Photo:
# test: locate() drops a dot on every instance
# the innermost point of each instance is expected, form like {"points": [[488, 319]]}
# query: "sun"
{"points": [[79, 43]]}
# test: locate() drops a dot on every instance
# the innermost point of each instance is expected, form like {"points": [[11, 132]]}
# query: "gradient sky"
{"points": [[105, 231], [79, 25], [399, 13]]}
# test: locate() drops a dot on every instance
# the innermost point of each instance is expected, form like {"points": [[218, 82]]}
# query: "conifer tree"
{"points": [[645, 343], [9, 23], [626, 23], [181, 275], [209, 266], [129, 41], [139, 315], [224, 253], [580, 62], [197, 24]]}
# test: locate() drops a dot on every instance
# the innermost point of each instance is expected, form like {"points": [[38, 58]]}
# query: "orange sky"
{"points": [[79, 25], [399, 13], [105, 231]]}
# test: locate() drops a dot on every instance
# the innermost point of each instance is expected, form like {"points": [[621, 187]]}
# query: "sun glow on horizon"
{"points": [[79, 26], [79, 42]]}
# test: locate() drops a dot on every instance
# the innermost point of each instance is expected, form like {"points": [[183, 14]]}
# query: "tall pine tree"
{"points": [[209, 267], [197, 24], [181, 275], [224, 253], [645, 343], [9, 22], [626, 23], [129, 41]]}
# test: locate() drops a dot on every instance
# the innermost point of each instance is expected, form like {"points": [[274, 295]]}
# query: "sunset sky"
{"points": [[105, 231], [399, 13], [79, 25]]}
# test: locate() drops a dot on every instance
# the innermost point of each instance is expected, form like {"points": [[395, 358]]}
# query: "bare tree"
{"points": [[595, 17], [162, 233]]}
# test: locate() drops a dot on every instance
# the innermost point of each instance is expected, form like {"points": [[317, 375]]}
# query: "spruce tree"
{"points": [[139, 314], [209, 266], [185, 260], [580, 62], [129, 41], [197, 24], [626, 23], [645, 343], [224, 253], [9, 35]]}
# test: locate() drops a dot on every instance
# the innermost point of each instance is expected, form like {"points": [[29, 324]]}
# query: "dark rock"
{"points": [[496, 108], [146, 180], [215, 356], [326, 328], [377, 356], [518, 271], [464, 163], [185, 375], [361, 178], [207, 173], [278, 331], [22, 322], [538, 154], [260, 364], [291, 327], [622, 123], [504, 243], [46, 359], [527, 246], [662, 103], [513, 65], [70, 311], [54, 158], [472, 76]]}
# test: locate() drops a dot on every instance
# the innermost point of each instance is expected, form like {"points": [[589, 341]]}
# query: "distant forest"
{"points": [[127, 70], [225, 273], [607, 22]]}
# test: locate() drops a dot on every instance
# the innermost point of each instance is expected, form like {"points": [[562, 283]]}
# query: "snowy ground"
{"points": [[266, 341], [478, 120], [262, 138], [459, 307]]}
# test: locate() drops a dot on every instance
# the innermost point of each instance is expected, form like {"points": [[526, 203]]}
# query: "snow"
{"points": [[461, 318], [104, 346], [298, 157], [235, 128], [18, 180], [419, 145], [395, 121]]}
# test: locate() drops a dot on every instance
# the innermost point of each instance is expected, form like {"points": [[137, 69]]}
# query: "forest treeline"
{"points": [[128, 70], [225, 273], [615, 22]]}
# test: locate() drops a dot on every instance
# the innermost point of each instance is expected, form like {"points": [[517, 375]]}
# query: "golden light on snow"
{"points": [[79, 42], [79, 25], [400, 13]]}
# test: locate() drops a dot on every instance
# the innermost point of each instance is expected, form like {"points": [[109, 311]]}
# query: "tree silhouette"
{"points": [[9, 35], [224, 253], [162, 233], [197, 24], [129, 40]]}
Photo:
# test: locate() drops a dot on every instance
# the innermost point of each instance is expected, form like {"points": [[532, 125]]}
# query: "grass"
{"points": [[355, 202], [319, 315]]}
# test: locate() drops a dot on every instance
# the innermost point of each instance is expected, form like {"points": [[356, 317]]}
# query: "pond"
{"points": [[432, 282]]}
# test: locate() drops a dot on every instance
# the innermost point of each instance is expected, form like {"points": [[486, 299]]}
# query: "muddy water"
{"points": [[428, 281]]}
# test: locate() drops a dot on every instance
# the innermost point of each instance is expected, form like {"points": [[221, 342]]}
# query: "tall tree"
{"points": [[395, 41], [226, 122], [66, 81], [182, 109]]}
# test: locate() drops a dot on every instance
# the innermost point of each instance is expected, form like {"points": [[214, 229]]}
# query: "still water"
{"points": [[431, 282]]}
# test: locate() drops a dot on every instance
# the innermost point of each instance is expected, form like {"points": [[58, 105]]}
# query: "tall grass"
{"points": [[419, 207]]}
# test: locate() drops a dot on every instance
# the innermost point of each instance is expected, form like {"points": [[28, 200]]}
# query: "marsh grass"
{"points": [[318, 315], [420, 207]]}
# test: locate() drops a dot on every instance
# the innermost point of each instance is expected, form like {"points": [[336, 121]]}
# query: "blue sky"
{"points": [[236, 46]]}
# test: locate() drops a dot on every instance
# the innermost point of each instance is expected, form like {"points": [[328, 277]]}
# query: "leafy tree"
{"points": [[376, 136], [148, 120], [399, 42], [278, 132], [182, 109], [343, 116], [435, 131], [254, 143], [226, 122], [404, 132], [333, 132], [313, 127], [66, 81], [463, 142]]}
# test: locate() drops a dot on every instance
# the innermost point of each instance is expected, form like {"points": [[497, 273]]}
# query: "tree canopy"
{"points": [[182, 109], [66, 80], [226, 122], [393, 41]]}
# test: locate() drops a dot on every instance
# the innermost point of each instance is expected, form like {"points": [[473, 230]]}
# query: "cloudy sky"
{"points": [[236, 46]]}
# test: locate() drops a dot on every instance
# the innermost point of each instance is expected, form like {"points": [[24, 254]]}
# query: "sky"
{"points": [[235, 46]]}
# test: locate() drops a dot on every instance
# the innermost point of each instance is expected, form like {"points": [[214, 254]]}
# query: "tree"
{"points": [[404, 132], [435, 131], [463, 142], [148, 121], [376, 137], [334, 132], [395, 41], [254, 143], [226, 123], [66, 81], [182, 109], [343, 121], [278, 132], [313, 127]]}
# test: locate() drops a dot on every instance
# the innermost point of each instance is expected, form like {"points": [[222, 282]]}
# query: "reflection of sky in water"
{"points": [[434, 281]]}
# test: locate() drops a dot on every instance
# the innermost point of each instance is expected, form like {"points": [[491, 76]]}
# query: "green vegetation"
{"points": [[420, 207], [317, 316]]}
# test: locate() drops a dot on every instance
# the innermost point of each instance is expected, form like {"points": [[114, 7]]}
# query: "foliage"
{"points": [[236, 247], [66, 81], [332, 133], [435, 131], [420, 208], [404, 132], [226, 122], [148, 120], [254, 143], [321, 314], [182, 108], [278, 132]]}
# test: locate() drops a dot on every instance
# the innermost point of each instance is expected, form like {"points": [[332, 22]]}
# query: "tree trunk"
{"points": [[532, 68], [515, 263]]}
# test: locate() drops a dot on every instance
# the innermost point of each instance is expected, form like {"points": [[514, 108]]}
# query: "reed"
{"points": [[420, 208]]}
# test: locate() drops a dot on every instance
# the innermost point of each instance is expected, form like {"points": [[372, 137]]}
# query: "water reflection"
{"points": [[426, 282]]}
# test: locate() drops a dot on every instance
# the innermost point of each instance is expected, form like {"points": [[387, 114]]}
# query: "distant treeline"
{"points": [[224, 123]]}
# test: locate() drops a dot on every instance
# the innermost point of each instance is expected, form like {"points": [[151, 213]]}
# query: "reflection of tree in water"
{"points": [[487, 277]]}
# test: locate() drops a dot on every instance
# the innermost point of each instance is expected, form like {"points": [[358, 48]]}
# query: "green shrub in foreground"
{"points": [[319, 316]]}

━━━

- [Exercise aim]: Show the data once more, exactly as it was written.

- [Answer to the task]:
Photo:
# test: locate() drops a dot on every instance
# the innermost point of each instance is expected, form like {"points": [[488, 319]]}
# query: "sun"
{"points": [[79, 43]]}
# test: locate() drops a dot on every instance
# the innermost point of each instance is expected, form like {"points": [[11, 132]]}
# query: "gradient sky"
{"points": [[105, 231], [79, 25], [399, 13]]}
# test: locate() drops a dot on every instance
# the innermost point of each instance is expected, form like {"points": [[218, 82]]}
# query: "conifer tree"
{"points": [[645, 343], [9, 23], [626, 23], [181, 275], [209, 266], [129, 41], [139, 315], [224, 253], [580, 62], [197, 24]]}
# test: locate() drops a dot on every instance
# the innermost point of each instance is expected, form like {"points": [[38, 58]]}
# query: "orange sky"
{"points": [[79, 25], [399, 13], [105, 231]]}
# test: locate() drops a dot on every instance
# the innermost point of each instance is expected, form like {"points": [[621, 187]]}
# query: "sun glow on horizon"
{"points": [[79, 26], [79, 42]]}
# test: locate() drops a dot on every instance
# the innermost point of each instance is expected, form like {"points": [[183, 14]]}
# query: "tall pine tree"
{"points": [[209, 267], [197, 24], [181, 275], [224, 253], [645, 343], [9, 22], [626, 23], [129, 41]]}
# test: locate() drops a dot on every instance
# the innermost point of each instance is expected, form like {"points": [[274, 295]]}
# query: "sunset sky"
{"points": [[105, 231], [399, 13], [79, 25]]}
# test: locate() drops a dot on every instance
# the innermost point of each instance is expected, form like {"points": [[395, 358]]}
# query: "bare tree"
{"points": [[595, 17], [162, 233]]}
# test: locate() drops a dot on every instance
# the innermost point of each instance is expected, form like {"points": [[317, 375]]}
# query: "spruce tree"
{"points": [[139, 314], [209, 266], [185, 260], [580, 62], [129, 41], [197, 24], [626, 23], [645, 343], [224, 253], [9, 35]]}
# test: locate() drops a dot on every instance
# the innermost point of each instance is expected, form like {"points": [[29, 324]]}
# query: "dark rock"
{"points": [[496, 108], [146, 180], [215, 356], [326, 328], [377, 356], [518, 271], [464, 163], [185, 375], [361, 178], [207, 173], [278, 331], [22, 322], [538, 154], [260, 364], [291, 327], [622, 123], [504, 243], [46, 359], [527, 246], [662, 103], [513, 65], [70, 311], [54, 158], [472, 76]]}
# test: locate() drops a dot on every instance
# the innermost point of each instance is expected, form like {"points": [[589, 341]]}
# query: "distant forest"
{"points": [[127, 70], [225, 273], [607, 22]]}
# test: locate() drops a dot on every instance
# the innermost point of each instance is expected, form like {"points": [[562, 283]]}
# query: "snowy ground"
{"points": [[266, 341], [478, 120], [262, 138], [459, 307]]}
# test: locate() drops a dot on every instance
# the innermost point of each instance is expected, form like {"points": [[526, 203]]}
# query: "snow"
{"points": [[461, 318], [104, 346], [298, 157], [235, 128], [18, 180], [419, 145], [395, 121]]}
# test: locate() drops a dot on every instance
# the innermost point of each instance is expected, form like {"points": [[137, 69]]}
# query: "forest treeline"
{"points": [[128, 70], [225, 273], [615, 22]]}
# test: locate() drops a dot on every instance
# the innermost point of each instance is expected, form like {"points": [[517, 375]]}
# query: "golden light on snow"
{"points": [[79, 42], [79, 25], [400, 13]]}
# test: locate() drops a dot on every instance
# the innermost point of each instance is expected, form like {"points": [[109, 311]]}
# query: "tree silhouette"
{"points": [[9, 35], [224, 253], [162, 233], [197, 24], [129, 40]]}
Photo:
# test: locate() drops a dot on every instance
# the innermost point of each instance is expected, form like {"points": [[532, 125]]}
# query: "grass"
{"points": [[355, 202], [319, 315]]}
# test: locate() drops a dot on every instance
# the innermost point of each instance is expected, form like {"points": [[356, 317]]}
# query: "pond"
{"points": [[432, 282]]}
# test: locate() drops a dot on every instance
# the innermost point of each instance is expected, form like {"points": [[486, 299]]}
# query: "muddy water"
{"points": [[428, 281]]}
# test: locate() drops a dot on every instance
# the innermost point of each instance is expected, form like {"points": [[221, 342]]}
# query: "tall tree"
{"points": [[395, 41], [226, 122], [66, 81], [182, 109]]}
# test: locate() drops a dot on every instance
# the innermost point of each instance is expected, form like {"points": [[214, 229]]}
# query: "still water"
{"points": [[431, 282]]}
# test: locate() drops a dot on every instance
# the innermost point of each instance is expected, form like {"points": [[58, 105]]}
# query: "tall grass"
{"points": [[419, 207]]}
# test: locate() drops a dot on every instance
# the innermost point of each instance is expected, form like {"points": [[28, 200]]}
# query: "marsh grass"
{"points": [[318, 315], [420, 207]]}
# test: locate() drops a dot on every instance
# the innermost point of each instance is expected, form like {"points": [[336, 121]]}
# query: "blue sky"
{"points": [[236, 46]]}
# test: locate() drops a dot on every instance
# the innermost point of each instance is expected, form like {"points": [[328, 277]]}
# query: "leafy tree"
{"points": [[376, 136], [148, 120], [399, 42], [278, 132], [182, 109], [343, 116], [435, 131], [254, 143], [226, 122], [404, 132], [333, 132], [313, 127], [66, 81], [463, 142]]}
# test: locate() drops a dot on every instance
# the innermost point of each instance is expected, form like {"points": [[497, 273]]}
# query: "tree canopy"
{"points": [[182, 109], [66, 80], [226, 122], [393, 41]]}
# test: locate() drops a dot on every instance
# the innermost point of each instance is expected, form like {"points": [[473, 230]]}
# query: "cloudy sky"
{"points": [[236, 46]]}
# test: locate() drops a dot on every instance
# the innermost point of each instance is expected, form like {"points": [[24, 254]]}
# query: "sky"
{"points": [[235, 46]]}
# test: locate() drops a dot on every instance
# the innermost point of each instance is expected, form like {"points": [[214, 254]]}
# query: "tree"
{"points": [[404, 132], [435, 131], [463, 142], [148, 121], [376, 137], [334, 132], [395, 41], [254, 143], [226, 123], [66, 81], [182, 109], [343, 121], [278, 132], [313, 127]]}
# test: locate() drops a dot on every instance
# the innermost point of each instance is expected, form like {"points": [[222, 282]]}
# query: "reflection of sky in water"
{"points": [[434, 281]]}
# test: locate() drops a dot on every instance
# the innermost point of each instance is expected, form like {"points": [[491, 76]]}
# query: "green vegetation"
{"points": [[420, 207], [317, 316]]}
# test: locate() drops a dot on every instance
# the innermost point of each instance is expected, form like {"points": [[114, 7]]}
# query: "foliage"
{"points": [[236, 247], [66, 81], [332, 133], [435, 131], [420, 208], [404, 132], [226, 122], [148, 120], [254, 143], [321, 314], [182, 108], [278, 132]]}
# test: locate() drops a dot on every instance
# the innermost point of each instance is expected, form like {"points": [[332, 22]]}
# query: "tree trunk"
{"points": [[532, 68], [515, 263]]}
# test: locate() drops a dot on every instance
# the innermost point of each instance is expected, form like {"points": [[514, 108]]}
# query: "reed"
{"points": [[420, 208]]}
# test: locate() drops a dot on every instance
# the innermost point of each instance is expected, form like {"points": [[372, 137]]}
# query: "water reflection"
{"points": [[426, 282]]}
# test: locate() drops a dot on every instance
# the innermost point of each instance is expected, form like {"points": [[387, 114]]}
# query: "distant treeline"
{"points": [[224, 123]]}
# test: locate() drops a dot on every instance
# the innermost point of each instance is expected, form like {"points": [[151, 213]]}
# query: "reflection of tree in water"
{"points": [[487, 277]]}
# test: locate() drops a dot on every instance
# the innermost point of each instance is expected, form like {"points": [[358, 48]]}
# query: "green shrub in foreground"
{"points": [[319, 316]]}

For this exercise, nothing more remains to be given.